Rewrite the entries below as a numbered list, leaving out any blank lines.

§ §

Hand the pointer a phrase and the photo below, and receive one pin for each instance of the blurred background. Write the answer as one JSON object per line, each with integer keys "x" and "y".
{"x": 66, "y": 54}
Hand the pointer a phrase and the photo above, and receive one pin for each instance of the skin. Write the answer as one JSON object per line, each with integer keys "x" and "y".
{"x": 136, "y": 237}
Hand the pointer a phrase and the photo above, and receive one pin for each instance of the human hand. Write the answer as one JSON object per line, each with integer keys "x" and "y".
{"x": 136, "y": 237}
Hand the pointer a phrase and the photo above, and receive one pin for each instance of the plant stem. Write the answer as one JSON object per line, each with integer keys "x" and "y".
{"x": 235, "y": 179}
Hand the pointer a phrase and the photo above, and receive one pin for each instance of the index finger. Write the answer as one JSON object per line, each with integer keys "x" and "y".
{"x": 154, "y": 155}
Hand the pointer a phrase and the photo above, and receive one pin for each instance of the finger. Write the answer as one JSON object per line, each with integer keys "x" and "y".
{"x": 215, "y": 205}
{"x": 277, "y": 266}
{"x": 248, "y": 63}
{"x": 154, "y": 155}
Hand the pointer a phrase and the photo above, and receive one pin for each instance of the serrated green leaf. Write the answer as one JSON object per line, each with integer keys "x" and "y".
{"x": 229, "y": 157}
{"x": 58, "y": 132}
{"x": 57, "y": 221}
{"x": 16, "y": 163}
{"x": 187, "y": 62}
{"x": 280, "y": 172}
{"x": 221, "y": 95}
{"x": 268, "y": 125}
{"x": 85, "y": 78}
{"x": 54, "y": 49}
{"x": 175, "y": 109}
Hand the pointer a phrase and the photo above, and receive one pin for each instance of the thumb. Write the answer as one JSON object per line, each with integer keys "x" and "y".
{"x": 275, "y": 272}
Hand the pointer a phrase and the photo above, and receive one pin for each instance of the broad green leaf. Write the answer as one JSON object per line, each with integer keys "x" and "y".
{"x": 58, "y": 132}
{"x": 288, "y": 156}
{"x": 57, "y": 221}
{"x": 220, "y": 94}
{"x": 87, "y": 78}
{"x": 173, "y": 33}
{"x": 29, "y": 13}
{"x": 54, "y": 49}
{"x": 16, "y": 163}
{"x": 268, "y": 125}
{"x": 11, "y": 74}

§ §

# [EXPECTED ANSWER]
1. Hand the pointer a phrase and the photo below, and receive one pin for each instance of the blurred background. Write the answer as one JSON object per line, each with integer keys "x" and "y".
2. {"x": 66, "y": 54}
3. Hand the pointer a phrase and the photo above, and receive one pin for each instance of the skin. Write the answer as one JSON object per line, each with integer keys "x" and "y".
4. {"x": 136, "y": 237}
5. Hand the pointer a phrase and the photo above, and receive one pin for each instance of the human hand. Write the answer as one JSON object per line, each with integer keys "x" and "y".
6. {"x": 136, "y": 237}
7. Hand the pointer a phrase and the photo above, and receive one pin for each instance of the plant stem. Write the answer as one JSON object per line, each with integer keys "x" and "y".
8. {"x": 235, "y": 179}
9. Hand the pointer a phrase and the photo above, and receive one pin for each instance of the index finger. Write the answer as one JSON object per line, each with integer keys "x" and "y".
10. {"x": 154, "y": 155}
11. Hand the pointer a phrase and the photo above, and receive one pin for each instance of the finger. Write the answer as one JSON object per line, each with integer keys "x" and "y".
12. {"x": 215, "y": 205}
13. {"x": 277, "y": 266}
14. {"x": 248, "y": 63}
15. {"x": 154, "y": 155}
16. Hand the pointer a phrase and the photo above, and receive one pin for each instance of the serrated green leaf. Write the answer as one JSON object per line, each with integer keys "x" and "y".
17. {"x": 229, "y": 157}
18. {"x": 58, "y": 132}
19. {"x": 57, "y": 221}
20. {"x": 16, "y": 163}
21. {"x": 187, "y": 62}
22. {"x": 280, "y": 172}
23. {"x": 221, "y": 95}
24. {"x": 268, "y": 125}
25. {"x": 85, "y": 78}
26. {"x": 54, "y": 49}
27. {"x": 175, "y": 109}
28. Hand the pointer a phrase and the photo above, and receive one pin for each instance of the thumb. Write the answer as one JSON object per line, each with integer keys "x" and "y".
29. {"x": 275, "y": 272}
30. Hand the pointer a phrase and the photo above, and receive one pin for each instance of the broad green leaf. Write the answer as one JSON object per line, each with integer keys "x" and "y".
31. {"x": 58, "y": 132}
32. {"x": 288, "y": 156}
33. {"x": 57, "y": 221}
34. {"x": 220, "y": 94}
35. {"x": 87, "y": 78}
36. {"x": 173, "y": 33}
37. {"x": 29, "y": 13}
38. {"x": 54, "y": 49}
39. {"x": 16, "y": 163}
40. {"x": 268, "y": 125}
41. {"x": 11, "y": 74}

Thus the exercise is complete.